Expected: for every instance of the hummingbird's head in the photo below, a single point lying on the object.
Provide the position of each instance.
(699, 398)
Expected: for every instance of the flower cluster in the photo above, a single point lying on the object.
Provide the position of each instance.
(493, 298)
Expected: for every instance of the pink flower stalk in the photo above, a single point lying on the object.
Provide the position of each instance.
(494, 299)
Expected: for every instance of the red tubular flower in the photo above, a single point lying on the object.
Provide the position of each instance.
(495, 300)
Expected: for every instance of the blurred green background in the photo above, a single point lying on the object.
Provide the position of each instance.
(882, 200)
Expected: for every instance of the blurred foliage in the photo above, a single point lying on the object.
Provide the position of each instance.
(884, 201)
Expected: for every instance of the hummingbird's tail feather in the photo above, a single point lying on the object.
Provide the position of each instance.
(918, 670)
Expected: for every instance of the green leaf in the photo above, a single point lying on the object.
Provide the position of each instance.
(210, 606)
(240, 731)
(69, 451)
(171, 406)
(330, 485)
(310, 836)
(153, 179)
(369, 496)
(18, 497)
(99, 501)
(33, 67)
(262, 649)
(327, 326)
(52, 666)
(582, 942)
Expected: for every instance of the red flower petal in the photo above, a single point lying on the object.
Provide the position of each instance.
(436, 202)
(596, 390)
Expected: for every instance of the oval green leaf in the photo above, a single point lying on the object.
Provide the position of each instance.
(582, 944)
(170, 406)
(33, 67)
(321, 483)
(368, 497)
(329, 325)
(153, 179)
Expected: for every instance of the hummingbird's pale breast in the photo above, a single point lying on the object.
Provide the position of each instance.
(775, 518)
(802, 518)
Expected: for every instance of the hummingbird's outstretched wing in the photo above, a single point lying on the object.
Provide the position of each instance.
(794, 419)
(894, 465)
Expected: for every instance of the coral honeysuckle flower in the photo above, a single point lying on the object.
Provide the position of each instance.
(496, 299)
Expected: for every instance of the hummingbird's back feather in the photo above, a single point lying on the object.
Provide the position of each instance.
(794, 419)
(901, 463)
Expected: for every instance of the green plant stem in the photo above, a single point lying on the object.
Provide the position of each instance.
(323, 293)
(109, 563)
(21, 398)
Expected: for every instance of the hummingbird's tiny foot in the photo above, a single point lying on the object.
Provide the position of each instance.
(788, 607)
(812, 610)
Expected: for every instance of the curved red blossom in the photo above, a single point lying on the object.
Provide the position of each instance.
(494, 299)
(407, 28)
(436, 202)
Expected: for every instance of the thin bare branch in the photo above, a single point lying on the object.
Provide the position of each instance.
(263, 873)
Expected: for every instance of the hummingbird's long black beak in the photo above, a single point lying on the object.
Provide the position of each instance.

**SHORT TASK:**
Rewrite every row above, substituting "single dot" for each occurrence of "single point" and leaving everything else unchanged.

**RESPONSE:**
Expected: for every instance of the hummingbird's head in the photo below, a single dot lying on the object.
Provide the position of each instance.
(699, 398)
Expected: for every instance of the flower cluster in the photo above, a single dot lying on the object.
Provide the position of each instance.
(493, 298)
Expected: for every instance of the pink flower stalk in the photo above, a single dot lying on the object.
Provide the position of each instance.
(494, 299)
Expected: for every instance of the red tubular flower in the photo above, a single dot lying on the object.
Provide the position of each instance.
(495, 300)
Expected: for every instance of the blurred green background in the photo above, a single dot lying on the object.
Provide the position of each instance.
(882, 200)
Expected: for every instance of the blurred foliage in the photo above, a single dot lying on the object.
Provide the position of each instance.
(884, 201)
Expected: for every instance of the hummingbird's tail feather in the photo above, a single dot lying on the object.
Provide the position of each instance.
(918, 670)
Expected: for every instance of the green leaf in the photo above, a single dot lying on the object.
Provide the position of each instance.
(210, 606)
(240, 731)
(69, 451)
(171, 406)
(330, 485)
(310, 836)
(153, 179)
(369, 496)
(18, 497)
(99, 501)
(33, 67)
(262, 649)
(327, 326)
(52, 666)
(582, 942)
Expected: for every instance of the red flower petal in the photo above, a single dot lying on the object.
Provide the position of each instance.
(436, 202)
(596, 390)
Expected: for every instance of the oval green leaf in the photo above, a single dot lying on the object.
Provide the position of each instance.
(582, 944)
(170, 406)
(33, 67)
(321, 483)
(368, 497)
(329, 325)
(153, 179)
Expected: for every instance of the hummingbird's pale breast in the photo above, a single dot lying on the object.
Provide the position of each instance.
(775, 518)
(802, 518)
Expected: for every instance of the hummingbird's outstretched wing in the photo above, a single dot lying on the object.
Provide the position of each instance.
(794, 419)
(894, 465)
Expected: for every instance of the coral honeysuckle flower in the photo above, a single dot lying on the object.
Provide the position of each instance.
(496, 299)
Expected: for every instance of the hummingbird's back feather in the photo above, a single dot lying on the object.
Provide the position of each instance.
(794, 419)
(901, 463)
Expected: for every instance of the green plant stem in the photo above, a single dot lying on the object.
Provide the position of each instance.
(323, 293)
(109, 563)
(21, 398)
Expected: for every instance of the hummingbird's tiny foot in the photo above, a single dot lying on the object.
Provide the position of each instance.
(788, 607)
(812, 610)
Expected: for every instance of the curved red blossom in the photo above, a single dot lying on the object.
Provide the position of each instance.
(494, 299)
(407, 28)
(436, 202)
Expected: for every instance of the thin bare branch in the photo above, a single dot lying on the object.
Provide the position of each instance.
(263, 873)
Expected: for every instance of the hummingbird's long black beak in the photo above, a single dot lying on the object.
Provide the position of each instance.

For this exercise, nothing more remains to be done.